List each line of the rows below that contains the string "vanity", and copy every matching line in full. The match is case-sensitive.

----------------------------------------

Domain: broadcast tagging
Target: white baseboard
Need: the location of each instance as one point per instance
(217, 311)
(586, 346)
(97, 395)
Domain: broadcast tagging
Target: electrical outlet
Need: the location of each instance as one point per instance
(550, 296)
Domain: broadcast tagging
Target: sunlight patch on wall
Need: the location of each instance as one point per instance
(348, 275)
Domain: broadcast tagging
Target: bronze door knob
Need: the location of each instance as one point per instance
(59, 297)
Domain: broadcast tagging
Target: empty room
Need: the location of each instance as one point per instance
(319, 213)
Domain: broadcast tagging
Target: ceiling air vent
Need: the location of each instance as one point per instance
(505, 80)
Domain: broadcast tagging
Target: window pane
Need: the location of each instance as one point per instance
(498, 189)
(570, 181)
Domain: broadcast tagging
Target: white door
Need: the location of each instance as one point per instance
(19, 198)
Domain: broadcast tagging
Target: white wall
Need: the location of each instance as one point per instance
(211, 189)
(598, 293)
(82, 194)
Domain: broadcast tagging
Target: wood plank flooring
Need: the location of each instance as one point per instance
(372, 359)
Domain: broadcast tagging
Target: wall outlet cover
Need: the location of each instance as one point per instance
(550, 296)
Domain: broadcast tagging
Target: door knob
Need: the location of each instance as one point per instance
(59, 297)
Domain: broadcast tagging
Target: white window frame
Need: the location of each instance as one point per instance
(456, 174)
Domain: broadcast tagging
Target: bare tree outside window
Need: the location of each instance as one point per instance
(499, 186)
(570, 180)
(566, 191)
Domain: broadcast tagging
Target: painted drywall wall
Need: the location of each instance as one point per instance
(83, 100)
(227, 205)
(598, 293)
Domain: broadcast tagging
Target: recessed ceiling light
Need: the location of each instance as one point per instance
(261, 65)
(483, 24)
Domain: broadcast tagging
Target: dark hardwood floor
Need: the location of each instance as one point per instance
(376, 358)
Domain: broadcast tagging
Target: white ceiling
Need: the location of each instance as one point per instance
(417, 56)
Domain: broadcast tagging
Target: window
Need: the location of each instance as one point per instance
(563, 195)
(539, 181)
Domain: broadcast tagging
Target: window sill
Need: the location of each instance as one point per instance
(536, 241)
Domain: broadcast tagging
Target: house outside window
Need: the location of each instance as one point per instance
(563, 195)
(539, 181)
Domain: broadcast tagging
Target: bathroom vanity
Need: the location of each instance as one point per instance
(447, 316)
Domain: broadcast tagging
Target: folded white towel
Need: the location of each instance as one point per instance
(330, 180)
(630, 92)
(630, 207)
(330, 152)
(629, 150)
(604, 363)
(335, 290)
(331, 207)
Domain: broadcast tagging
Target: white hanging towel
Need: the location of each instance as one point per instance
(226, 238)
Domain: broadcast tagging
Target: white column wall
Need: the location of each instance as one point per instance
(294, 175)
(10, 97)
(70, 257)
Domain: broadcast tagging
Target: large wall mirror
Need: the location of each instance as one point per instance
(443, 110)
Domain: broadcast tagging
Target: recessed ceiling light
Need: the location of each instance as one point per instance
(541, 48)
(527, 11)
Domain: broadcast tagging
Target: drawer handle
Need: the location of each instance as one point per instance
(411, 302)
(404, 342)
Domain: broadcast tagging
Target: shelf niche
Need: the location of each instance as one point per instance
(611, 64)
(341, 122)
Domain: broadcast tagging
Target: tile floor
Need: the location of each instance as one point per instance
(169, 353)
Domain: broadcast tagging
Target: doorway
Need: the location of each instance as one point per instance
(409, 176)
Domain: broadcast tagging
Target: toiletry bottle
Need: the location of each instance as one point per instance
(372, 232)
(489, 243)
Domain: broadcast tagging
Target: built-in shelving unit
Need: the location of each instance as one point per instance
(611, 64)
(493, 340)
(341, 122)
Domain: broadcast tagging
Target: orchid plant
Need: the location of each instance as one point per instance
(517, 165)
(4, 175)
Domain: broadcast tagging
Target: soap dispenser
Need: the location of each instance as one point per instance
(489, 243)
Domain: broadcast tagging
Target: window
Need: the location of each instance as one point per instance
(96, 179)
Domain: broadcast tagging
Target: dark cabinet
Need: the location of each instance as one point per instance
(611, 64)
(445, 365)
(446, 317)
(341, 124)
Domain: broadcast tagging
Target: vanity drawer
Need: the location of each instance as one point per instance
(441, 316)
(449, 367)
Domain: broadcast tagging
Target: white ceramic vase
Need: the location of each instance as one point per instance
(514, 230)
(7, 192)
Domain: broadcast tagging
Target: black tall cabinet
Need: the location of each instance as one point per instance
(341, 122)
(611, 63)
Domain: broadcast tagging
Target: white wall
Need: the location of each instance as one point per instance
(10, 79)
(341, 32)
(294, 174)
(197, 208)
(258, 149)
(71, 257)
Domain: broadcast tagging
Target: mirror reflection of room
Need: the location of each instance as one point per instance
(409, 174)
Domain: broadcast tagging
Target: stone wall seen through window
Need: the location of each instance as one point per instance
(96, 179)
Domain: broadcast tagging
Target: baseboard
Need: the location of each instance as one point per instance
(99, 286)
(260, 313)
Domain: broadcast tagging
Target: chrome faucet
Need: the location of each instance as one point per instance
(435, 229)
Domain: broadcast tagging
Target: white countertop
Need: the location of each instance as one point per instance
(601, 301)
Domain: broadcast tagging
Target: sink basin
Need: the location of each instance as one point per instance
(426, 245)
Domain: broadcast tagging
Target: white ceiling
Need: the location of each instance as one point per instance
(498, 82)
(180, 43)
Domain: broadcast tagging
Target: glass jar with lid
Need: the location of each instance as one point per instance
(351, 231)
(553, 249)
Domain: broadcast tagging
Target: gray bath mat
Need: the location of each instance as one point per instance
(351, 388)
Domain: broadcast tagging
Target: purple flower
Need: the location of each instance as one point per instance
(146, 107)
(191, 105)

----------------------------------------

• Written response
Target: bathroom vanity
Target: vanity drawer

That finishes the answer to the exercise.